(What is needed): Collect every line of the data below that contains the word "white", treating uppercase and lowercase letters as distinct.

(Material to process):
------------------------------------------------
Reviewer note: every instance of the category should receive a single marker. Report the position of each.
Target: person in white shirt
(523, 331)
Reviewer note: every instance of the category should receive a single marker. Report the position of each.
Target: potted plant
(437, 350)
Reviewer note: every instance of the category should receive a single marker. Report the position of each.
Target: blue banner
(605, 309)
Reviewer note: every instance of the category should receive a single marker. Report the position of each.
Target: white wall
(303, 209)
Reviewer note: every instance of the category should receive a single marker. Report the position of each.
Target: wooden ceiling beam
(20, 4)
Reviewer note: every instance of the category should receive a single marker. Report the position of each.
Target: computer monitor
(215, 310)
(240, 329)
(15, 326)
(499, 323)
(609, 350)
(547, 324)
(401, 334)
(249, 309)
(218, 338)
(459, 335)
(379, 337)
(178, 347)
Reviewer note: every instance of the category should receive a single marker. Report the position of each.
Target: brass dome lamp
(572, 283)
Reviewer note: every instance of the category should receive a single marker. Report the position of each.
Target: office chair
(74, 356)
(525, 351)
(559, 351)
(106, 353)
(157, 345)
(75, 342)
------------------------------------------------
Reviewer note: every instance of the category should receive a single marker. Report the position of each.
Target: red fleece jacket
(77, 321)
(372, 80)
------------------------------------------------
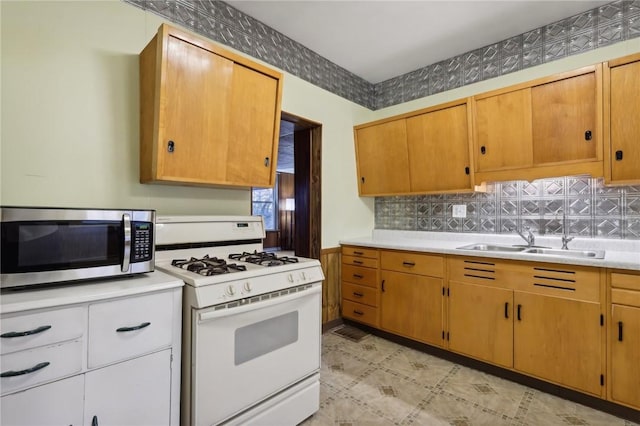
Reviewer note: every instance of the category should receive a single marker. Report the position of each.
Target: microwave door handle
------------------------------------------------
(Completed task):
Target: person in white shirt
Target: white wall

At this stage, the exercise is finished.